Task directions →
Pull out each line in the rows below that contains the word "sleeve".

Exercise inputs →
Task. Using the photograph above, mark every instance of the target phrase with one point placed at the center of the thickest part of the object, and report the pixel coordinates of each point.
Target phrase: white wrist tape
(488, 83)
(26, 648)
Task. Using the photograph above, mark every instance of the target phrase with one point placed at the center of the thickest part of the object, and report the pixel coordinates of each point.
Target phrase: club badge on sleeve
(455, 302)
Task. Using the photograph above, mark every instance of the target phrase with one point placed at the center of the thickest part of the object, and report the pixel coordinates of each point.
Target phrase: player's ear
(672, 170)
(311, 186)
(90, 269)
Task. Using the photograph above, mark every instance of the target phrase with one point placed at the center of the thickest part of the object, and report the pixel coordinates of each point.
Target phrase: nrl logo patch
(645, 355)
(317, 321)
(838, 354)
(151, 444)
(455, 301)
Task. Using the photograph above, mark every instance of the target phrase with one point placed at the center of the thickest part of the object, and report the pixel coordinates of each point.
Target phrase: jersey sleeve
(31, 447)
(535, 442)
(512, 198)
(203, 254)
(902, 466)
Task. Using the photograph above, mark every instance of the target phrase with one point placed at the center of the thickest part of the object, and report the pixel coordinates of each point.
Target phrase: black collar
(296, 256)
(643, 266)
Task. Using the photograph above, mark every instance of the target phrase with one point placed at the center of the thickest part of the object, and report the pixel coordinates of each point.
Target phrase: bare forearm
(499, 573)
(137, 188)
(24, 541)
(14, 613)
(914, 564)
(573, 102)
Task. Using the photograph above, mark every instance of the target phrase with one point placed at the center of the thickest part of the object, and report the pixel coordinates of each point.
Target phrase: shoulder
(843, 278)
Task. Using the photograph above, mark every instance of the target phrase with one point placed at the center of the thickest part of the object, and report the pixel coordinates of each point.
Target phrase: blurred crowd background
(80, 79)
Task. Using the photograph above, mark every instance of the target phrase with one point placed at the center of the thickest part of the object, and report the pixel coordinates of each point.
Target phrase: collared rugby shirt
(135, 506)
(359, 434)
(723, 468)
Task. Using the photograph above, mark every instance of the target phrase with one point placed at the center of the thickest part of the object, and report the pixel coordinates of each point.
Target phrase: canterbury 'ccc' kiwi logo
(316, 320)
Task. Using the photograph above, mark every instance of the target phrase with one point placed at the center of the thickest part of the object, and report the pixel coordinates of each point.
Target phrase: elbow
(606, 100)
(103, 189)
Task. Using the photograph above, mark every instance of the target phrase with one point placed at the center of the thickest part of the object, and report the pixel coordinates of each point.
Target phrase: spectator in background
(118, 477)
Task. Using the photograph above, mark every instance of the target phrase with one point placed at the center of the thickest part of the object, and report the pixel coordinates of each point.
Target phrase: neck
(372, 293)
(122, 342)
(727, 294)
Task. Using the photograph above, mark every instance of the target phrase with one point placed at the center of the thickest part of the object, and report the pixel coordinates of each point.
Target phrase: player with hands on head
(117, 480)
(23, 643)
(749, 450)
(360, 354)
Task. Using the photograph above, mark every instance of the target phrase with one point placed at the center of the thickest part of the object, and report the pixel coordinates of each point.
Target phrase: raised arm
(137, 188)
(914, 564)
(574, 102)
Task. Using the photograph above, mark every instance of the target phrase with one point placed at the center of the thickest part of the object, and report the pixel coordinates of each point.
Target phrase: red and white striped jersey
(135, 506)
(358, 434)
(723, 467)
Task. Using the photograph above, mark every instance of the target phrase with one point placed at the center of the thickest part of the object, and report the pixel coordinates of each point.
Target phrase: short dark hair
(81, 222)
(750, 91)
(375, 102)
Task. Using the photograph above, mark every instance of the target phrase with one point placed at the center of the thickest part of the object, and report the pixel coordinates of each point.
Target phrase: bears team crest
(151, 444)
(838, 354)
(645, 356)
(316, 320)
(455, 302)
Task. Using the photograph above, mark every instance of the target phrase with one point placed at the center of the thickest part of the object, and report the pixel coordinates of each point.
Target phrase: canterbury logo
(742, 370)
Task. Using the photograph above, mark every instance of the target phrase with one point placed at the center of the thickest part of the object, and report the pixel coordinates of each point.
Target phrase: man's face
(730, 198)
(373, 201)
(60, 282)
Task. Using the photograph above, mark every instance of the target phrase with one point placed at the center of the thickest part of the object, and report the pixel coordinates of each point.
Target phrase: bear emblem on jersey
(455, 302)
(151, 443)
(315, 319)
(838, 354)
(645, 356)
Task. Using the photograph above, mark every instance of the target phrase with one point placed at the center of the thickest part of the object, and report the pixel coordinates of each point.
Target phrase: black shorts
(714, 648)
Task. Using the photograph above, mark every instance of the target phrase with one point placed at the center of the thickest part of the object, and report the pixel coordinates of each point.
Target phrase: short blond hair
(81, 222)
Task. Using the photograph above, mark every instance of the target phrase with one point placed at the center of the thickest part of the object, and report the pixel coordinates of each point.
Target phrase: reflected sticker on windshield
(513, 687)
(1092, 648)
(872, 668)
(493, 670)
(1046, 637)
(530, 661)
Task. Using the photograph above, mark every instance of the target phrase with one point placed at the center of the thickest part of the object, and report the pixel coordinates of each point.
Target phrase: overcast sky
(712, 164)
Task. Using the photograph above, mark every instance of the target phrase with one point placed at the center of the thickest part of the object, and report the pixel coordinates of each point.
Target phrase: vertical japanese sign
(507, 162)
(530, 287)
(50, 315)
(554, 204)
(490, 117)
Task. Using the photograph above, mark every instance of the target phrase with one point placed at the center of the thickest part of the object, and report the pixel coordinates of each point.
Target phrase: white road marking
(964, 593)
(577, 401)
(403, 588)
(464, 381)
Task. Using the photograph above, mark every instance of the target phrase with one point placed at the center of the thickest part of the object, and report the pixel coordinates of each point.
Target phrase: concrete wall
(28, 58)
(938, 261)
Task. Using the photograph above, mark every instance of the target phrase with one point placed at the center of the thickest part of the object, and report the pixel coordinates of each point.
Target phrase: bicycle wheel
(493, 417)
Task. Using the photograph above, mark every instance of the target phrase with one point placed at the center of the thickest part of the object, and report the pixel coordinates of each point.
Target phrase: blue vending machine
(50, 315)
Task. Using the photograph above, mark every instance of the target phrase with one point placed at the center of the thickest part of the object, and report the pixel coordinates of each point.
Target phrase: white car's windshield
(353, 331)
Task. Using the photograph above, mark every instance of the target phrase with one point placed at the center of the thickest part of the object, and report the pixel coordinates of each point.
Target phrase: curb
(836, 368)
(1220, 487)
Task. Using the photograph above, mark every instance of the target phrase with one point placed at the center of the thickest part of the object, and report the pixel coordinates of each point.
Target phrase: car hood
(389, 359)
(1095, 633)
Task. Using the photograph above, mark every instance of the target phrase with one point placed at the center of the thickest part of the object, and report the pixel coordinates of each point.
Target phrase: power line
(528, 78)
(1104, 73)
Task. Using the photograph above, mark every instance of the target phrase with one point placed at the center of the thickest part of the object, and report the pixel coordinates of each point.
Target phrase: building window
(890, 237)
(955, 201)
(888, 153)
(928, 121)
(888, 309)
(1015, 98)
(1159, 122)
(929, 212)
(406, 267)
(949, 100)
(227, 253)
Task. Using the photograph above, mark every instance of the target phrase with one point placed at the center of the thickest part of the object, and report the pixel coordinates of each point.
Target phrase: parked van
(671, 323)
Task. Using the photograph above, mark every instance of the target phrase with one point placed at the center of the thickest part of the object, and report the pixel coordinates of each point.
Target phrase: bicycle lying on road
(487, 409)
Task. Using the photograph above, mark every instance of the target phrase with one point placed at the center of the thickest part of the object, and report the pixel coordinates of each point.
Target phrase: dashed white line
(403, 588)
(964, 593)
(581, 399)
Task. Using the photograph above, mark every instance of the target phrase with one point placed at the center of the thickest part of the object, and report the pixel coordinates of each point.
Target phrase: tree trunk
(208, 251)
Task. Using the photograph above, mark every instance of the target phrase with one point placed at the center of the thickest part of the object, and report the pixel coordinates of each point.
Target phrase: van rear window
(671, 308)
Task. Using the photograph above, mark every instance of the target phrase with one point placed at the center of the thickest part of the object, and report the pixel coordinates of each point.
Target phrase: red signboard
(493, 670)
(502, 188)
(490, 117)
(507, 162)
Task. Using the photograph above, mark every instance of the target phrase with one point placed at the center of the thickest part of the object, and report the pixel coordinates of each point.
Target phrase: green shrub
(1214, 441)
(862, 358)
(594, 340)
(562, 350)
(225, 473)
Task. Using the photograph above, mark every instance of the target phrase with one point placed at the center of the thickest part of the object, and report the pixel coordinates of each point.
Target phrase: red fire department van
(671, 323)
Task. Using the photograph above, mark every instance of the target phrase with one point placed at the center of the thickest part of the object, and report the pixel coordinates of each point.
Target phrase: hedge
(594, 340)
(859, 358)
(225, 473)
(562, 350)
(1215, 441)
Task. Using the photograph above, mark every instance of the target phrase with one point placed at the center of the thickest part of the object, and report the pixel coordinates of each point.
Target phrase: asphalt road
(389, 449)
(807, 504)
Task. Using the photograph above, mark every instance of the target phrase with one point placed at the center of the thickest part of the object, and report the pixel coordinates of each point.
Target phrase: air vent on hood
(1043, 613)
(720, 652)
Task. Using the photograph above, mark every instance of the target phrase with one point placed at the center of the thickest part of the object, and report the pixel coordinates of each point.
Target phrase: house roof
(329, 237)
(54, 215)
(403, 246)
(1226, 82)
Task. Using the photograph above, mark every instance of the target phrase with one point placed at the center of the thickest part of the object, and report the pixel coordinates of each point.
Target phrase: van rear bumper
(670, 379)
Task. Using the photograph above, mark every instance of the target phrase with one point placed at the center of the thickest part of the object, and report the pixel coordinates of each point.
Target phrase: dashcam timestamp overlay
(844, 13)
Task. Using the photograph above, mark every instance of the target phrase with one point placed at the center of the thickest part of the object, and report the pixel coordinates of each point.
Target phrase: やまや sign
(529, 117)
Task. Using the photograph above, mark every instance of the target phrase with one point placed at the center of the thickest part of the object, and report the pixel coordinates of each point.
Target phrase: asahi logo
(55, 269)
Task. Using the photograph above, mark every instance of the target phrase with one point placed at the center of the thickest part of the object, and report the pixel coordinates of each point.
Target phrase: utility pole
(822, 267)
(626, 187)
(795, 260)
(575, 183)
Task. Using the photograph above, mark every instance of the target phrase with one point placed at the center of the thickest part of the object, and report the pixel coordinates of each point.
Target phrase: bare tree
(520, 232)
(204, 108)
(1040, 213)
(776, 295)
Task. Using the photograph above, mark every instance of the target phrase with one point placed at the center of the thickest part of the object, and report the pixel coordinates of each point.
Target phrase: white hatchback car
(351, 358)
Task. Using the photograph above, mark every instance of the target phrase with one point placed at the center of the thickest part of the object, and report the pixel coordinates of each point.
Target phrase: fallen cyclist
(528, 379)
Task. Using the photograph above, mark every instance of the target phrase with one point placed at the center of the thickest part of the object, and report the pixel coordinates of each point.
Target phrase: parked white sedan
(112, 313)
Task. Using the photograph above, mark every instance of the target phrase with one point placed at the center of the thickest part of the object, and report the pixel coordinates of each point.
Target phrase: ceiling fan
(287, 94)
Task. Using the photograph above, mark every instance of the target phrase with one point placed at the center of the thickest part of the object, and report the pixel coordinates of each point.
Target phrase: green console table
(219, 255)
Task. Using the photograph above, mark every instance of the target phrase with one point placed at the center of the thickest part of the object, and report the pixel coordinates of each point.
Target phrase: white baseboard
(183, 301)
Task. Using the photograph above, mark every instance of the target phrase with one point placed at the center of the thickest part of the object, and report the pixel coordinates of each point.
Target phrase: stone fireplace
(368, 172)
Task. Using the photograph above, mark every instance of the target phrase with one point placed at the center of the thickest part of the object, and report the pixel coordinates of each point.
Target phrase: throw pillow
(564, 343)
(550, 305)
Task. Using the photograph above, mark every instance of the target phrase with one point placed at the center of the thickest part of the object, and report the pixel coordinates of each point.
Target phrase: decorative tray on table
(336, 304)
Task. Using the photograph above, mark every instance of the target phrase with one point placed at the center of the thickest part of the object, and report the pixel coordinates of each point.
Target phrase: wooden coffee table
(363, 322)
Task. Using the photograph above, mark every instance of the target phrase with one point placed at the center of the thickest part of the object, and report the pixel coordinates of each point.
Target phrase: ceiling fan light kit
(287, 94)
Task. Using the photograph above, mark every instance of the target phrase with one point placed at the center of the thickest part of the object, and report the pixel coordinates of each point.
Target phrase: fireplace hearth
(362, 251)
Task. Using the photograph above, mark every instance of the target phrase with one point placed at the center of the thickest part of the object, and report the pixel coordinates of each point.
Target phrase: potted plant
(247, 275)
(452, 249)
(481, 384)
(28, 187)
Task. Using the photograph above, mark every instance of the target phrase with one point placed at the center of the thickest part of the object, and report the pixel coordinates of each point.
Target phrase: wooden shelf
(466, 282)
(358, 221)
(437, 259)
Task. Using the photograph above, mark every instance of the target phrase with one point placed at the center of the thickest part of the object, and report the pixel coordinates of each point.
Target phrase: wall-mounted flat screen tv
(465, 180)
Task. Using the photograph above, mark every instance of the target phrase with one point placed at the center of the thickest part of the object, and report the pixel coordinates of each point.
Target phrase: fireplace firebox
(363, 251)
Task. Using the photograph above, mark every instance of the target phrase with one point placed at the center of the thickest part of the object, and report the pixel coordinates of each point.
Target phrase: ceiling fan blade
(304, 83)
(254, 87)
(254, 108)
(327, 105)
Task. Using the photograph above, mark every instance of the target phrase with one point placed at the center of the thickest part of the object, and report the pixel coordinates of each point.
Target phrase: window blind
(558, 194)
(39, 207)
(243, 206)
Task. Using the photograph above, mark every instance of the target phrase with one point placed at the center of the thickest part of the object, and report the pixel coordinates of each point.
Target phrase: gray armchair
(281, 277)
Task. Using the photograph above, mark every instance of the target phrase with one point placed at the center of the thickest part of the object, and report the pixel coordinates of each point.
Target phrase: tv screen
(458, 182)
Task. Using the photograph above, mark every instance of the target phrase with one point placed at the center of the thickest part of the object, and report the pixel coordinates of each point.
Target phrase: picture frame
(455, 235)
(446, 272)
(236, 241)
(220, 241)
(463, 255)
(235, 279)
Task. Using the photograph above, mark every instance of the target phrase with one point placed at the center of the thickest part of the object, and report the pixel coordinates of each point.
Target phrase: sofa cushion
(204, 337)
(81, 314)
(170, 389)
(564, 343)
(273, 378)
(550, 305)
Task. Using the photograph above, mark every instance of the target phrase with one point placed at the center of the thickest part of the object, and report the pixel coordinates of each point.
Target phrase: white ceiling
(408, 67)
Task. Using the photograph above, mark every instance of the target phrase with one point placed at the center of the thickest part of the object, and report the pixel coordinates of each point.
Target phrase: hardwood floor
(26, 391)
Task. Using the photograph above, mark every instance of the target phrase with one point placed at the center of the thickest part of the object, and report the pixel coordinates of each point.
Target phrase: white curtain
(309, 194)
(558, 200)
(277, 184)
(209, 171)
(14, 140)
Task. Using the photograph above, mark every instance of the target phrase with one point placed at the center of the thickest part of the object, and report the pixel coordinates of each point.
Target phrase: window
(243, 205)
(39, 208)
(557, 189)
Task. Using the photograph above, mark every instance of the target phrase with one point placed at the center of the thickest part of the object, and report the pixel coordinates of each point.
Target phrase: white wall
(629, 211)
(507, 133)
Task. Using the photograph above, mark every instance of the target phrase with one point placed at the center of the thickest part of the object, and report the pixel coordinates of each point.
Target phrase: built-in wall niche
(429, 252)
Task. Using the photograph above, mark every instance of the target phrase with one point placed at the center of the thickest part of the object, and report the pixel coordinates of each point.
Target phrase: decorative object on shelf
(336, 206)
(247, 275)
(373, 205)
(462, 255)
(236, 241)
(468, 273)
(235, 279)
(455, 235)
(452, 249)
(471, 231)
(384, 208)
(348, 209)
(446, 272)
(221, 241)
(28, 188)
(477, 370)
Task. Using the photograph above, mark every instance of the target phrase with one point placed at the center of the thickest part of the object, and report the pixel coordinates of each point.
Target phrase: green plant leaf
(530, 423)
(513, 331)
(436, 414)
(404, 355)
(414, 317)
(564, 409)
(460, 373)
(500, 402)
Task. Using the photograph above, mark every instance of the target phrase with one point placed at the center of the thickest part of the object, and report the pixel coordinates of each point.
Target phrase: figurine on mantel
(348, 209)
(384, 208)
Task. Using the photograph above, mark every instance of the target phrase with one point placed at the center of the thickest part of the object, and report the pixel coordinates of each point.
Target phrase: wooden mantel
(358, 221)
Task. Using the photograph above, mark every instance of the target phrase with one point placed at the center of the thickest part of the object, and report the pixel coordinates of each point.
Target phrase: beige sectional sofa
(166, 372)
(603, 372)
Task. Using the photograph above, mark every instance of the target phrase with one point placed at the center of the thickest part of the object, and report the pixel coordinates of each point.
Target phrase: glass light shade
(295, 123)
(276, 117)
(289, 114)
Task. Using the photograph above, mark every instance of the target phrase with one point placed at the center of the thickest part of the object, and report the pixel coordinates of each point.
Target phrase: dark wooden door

Expected answer →
Target phrase: club badge on sleeve
Target phrase: jersey sleeve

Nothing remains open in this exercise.